EXERCISE BRIEF:
Return the lines below exactly, starting with the line that contains "One marker serves each instance of the finger." and stopping after the last line.

━━━

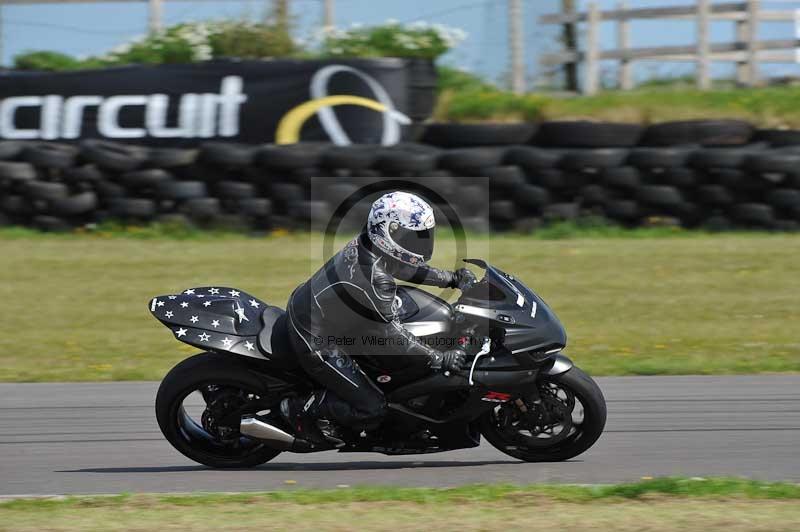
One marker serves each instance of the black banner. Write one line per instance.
(242, 101)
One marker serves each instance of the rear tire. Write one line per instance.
(188, 376)
(587, 392)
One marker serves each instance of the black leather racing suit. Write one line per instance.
(348, 301)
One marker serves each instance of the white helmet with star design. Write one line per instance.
(401, 225)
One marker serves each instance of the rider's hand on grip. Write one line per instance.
(463, 279)
(452, 360)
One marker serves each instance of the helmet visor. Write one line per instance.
(417, 242)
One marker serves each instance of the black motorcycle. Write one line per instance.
(519, 392)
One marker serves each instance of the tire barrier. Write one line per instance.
(716, 174)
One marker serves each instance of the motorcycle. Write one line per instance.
(221, 407)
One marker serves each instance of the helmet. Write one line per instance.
(401, 225)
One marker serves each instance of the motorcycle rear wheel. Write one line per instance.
(203, 373)
(510, 431)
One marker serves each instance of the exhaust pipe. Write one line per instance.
(273, 436)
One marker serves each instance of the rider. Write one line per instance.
(354, 292)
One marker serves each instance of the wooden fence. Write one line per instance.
(746, 51)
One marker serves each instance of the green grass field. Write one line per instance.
(466, 98)
(655, 505)
(75, 306)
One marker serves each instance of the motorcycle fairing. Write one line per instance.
(216, 318)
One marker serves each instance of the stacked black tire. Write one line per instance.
(715, 174)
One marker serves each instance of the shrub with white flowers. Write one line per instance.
(201, 41)
(184, 43)
(393, 39)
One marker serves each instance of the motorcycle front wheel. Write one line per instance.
(198, 408)
(558, 420)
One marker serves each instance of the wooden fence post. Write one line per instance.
(592, 73)
(703, 48)
(154, 15)
(623, 43)
(751, 65)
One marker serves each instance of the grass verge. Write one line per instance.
(633, 303)
(658, 504)
(464, 98)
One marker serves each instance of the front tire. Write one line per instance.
(510, 431)
(221, 374)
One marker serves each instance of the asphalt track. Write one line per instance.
(103, 438)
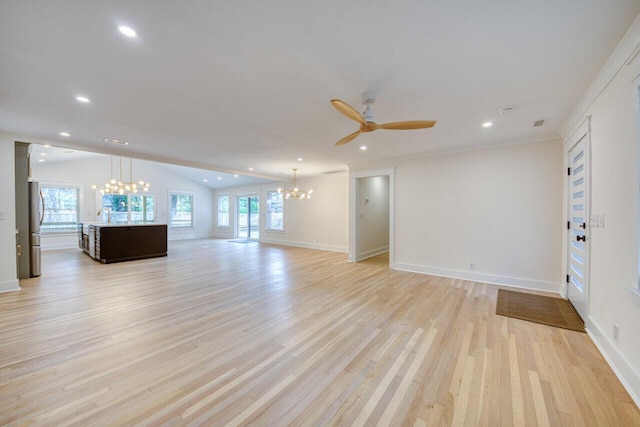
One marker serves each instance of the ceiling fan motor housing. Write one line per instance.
(368, 116)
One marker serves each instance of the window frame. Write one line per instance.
(129, 212)
(269, 212)
(170, 223)
(70, 228)
(228, 211)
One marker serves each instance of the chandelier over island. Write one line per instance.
(296, 193)
(120, 186)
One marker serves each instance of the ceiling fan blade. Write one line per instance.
(347, 110)
(413, 124)
(348, 138)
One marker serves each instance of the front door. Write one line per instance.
(578, 246)
(248, 217)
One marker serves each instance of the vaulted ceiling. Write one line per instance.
(235, 85)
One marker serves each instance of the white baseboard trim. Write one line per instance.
(514, 282)
(177, 236)
(625, 372)
(10, 285)
(73, 245)
(372, 253)
(306, 245)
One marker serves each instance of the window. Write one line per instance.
(128, 208)
(275, 214)
(223, 211)
(181, 210)
(60, 209)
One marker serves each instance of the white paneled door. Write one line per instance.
(578, 246)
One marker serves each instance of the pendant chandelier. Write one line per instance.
(120, 186)
(296, 193)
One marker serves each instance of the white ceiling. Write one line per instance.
(231, 85)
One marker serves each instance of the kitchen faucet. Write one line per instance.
(108, 214)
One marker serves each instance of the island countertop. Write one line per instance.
(123, 241)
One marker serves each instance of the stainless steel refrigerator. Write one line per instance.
(36, 215)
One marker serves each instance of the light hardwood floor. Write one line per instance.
(221, 333)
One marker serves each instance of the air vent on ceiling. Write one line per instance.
(116, 141)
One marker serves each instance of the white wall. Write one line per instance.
(8, 273)
(95, 170)
(491, 215)
(612, 102)
(319, 223)
(372, 216)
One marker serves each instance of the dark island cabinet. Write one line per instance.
(115, 243)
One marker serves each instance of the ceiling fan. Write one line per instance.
(367, 120)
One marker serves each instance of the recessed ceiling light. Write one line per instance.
(506, 110)
(127, 31)
(116, 141)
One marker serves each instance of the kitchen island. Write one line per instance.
(109, 243)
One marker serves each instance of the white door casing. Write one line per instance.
(578, 226)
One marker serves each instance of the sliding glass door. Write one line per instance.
(248, 217)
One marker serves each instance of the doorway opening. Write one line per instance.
(371, 225)
(248, 217)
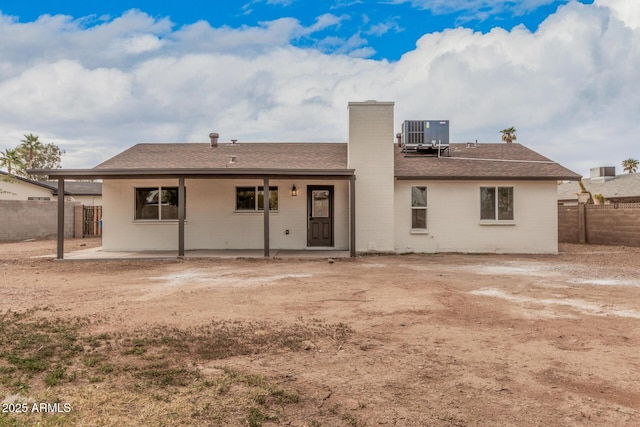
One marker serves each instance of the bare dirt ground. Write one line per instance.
(451, 340)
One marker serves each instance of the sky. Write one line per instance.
(96, 77)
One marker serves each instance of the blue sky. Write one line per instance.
(378, 29)
(96, 77)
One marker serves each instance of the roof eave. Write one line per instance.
(485, 177)
(191, 173)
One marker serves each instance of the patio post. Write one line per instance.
(265, 205)
(352, 216)
(181, 215)
(60, 252)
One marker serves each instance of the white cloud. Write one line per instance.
(569, 88)
(473, 7)
(625, 10)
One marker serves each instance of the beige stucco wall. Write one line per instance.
(14, 189)
(88, 200)
(371, 140)
(453, 219)
(211, 220)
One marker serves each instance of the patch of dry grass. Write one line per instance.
(150, 376)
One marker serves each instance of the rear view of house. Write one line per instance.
(374, 193)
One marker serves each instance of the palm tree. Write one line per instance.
(509, 135)
(10, 159)
(30, 146)
(630, 165)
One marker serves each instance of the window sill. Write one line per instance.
(157, 221)
(419, 231)
(261, 212)
(498, 222)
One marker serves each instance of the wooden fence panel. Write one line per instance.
(92, 221)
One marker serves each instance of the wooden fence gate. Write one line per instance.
(92, 221)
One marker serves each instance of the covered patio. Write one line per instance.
(180, 175)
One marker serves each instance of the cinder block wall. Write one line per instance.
(608, 225)
(568, 224)
(604, 224)
(34, 219)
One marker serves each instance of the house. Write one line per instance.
(603, 180)
(14, 187)
(367, 195)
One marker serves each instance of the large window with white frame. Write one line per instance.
(252, 198)
(496, 203)
(156, 203)
(418, 208)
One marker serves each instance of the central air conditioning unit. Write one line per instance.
(425, 135)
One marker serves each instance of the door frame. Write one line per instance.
(310, 189)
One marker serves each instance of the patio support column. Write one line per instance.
(60, 253)
(352, 216)
(265, 205)
(181, 216)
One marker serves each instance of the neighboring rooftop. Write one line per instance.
(71, 188)
(77, 188)
(620, 188)
(481, 161)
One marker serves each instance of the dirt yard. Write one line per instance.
(416, 340)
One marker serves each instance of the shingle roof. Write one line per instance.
(627, 185)
(281, 156)
(481, 161)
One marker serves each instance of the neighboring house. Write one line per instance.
(603, 180)
(366, 195)
(18, 188)
(89, 193)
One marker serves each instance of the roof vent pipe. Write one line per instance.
(214, 139)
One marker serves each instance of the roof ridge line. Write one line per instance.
(500, 160)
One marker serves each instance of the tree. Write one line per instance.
(10, 159)
(630, 165)
(29, 147)
(36, 155)
(509, 135)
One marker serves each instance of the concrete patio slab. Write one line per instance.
(96, 254)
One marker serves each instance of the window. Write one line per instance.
(496, 203)
(157, 203)
(251, 198)
(419, 208)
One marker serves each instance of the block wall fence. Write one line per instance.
(611, 224)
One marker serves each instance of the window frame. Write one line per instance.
(160, 189)
(500, 215)
(416, 207)
(258, 191)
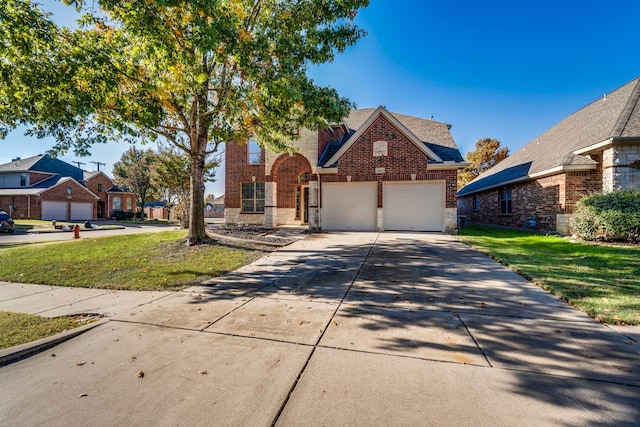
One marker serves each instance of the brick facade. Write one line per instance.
(546, 199)
(403, 161)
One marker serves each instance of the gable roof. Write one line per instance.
(566, 145)
(430, 137)
(45, 164)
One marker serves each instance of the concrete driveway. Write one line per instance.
(337, 329)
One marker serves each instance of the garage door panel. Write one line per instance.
(349, 206)
(81, 211)
(416, 206)
(54, 210)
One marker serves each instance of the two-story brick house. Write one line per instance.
(595, 149)
(42, 187)
(375, 171)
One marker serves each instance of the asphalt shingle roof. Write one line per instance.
(434, 135)
(612, 116)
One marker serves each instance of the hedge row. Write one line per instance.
(610, 216)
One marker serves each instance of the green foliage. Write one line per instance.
(487, 154)
(604, 281)
(194, 73)
(149, 261)
(21, 328)
(132, 172)
(612, 215)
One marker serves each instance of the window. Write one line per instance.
(505, 201)
(254, 152)
(253, 197)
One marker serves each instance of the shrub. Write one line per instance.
(612, 215)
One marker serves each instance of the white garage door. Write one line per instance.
(349, 206)
(54, 210)
(81, 211)
(415, 206)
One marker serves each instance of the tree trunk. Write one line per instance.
(197, 232)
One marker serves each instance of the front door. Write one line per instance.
(305, 205)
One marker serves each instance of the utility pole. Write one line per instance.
(98, 164)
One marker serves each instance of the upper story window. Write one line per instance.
(505, 201)
(254, 152)
(253, 197)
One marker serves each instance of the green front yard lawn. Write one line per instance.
(20, 328)
(602, 280)
(153, 261)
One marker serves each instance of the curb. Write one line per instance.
(16, 353)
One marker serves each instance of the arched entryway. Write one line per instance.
(292, 174)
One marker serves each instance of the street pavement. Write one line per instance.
(336, 329)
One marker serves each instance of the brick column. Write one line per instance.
(270, 205)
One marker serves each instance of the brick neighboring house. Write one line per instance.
(111, 197)
(594, 149)
(41, 187)
(375, 171)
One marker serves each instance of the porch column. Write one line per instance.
(270, 204)
(313, 204)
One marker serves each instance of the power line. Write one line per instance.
(98, 164)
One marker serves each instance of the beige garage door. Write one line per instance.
(349, 206)
(54, 210)
(81, 211)
(417, 206)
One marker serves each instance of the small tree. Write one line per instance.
(170, 176)
(132, 172)
(487, 154)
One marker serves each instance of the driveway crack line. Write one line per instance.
(316, 345)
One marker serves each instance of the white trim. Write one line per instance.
(396, 123)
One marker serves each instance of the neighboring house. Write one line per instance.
(156, 210)
(41, 187)
(375, 171)
(111, 197)
(215, 209)
(595, 149)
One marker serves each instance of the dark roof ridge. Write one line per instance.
(627, 112)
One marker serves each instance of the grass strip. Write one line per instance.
(21, 328)
(602, 280)
(150, 261)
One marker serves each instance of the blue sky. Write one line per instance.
(501, 69)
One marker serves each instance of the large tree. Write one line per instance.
(170, 176)
(132, 172)
(487, 154)
(196, 73)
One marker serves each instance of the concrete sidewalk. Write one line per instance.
(336, 329)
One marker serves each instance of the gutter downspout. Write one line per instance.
(319, 223)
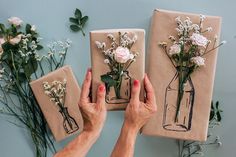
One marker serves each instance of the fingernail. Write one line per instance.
(101, 88)
(89, 70)
(136, 82)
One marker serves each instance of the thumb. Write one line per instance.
(101, 95)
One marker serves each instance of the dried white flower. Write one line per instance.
(209, 29)
(223, 42)
(199, 61)
(174, 49)
(199, 40)
(33, 28)
(16, 39)
(16, 21)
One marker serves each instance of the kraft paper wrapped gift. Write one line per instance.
(63, 121)
(161, 73)
(100, 67)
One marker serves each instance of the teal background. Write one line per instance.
(51, 19)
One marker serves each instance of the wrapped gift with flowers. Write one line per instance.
(58, 95)
(182, 62)
(118, 57)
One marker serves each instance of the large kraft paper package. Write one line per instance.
(135, 71)
(62, 121)
(195, 118)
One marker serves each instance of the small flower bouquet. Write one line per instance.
(58, 94)
(187, 52)
(118, 58)
(182, 61)
(115, 55)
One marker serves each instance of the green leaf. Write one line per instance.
(73, 20)
(78, 13)
(39, 47)
(74, 28)
(218, 116)
(108, 80)
(84, 20)
(30, 67)
(28, 28)
(2, 28)
(217, 105)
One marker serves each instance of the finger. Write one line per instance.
(149, 90)
(135, 93)
(101, 95)
(86, 86)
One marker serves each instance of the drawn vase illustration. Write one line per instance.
(120, 92)
(69, 122)
(178, 105)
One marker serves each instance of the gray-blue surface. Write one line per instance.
(51, 19)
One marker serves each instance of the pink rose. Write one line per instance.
(15, 21)
(198, 39)
(174, 49)
(122, 54)
(15, 40)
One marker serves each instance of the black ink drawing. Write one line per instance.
(57, 93)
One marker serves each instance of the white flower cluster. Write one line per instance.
(56, 48)
(56, 91)
(118, 52)
(199, 61)
(189, 46)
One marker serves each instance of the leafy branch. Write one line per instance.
(78, 21)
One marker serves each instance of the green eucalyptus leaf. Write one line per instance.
(84, 20)
(78, 13)
(73, 20)
(2, 28)
(74, 28)
(30, 67)
(28, 28)
(217, 105)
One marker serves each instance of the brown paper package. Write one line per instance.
(136, 70)
(161, 71)
(51, 112)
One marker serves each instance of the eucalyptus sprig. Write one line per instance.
(78, 21)
(193, 148)
(20, 63)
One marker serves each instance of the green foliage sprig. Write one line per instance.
(193, 148)
(21, 62)
(78, 21)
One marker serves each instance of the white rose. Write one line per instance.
(106, 61)
(122, 54)
(198, 39)
(174, 49)
(15, 21)
(33, 28)
(199, 61)
(15, 40)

━━━

REPLY TO THE EXERCISE:
One marker serves each instance of the finger. Write one line per instance.
(149, 90)
(135, 93)
(101, 95)
(86, 86)
One marker serves each instance of the drawn vase illustration. Write one line per instance.
(120, 92)
(69, 122)
(178, 105)
One marker serves each instance of the gray-blue surface. Write one line per instance.
(51, 19)
One marker serves each instance of the pink rose. Write one line per instance.
(15, 21)
(198, 39)
(174, 49)
(122, 54)
(15, 40)
One marker serves each instance of the black ink drawing. Write one line per instance.
(57, 93)
One marker serves each instance of the white flower cluster. Write one line per instance.
(56, 48)
(56, 91)
(118, 52)
(199, 61)
(189, 46)
One marker serves each instance of the leafy branch. Write one line per instance.
(78, 21)
One marker serves each instance of the green eucalyptus leaf. Write one line per instance.
(84, 20)
(78, 13)
(73, 20)
(2, 28)
(74, 28)
(30, 67)
(28, 28)
(217, 105)
One marker serves each instance of the brown paper package. Write one line per instance.
(136, 70)
(161, 71)
(51, 112)
One marker serves each instance of the eucalyptus sprig. Write one line per instance.
(78, 21)
(193, 148)
(20, 63)
One marker serves each instance of the green foliage sprig. Write one line per instance.
(193, 148)
(21, 62)
(78, 21)
One marker serves each instance of the white rose. Write one line per instance.
(106, 61)
(122, 54)
(198, 39)
(174, 49)
(15, 21)
(33, 28)
(199, 61)
(15, 40)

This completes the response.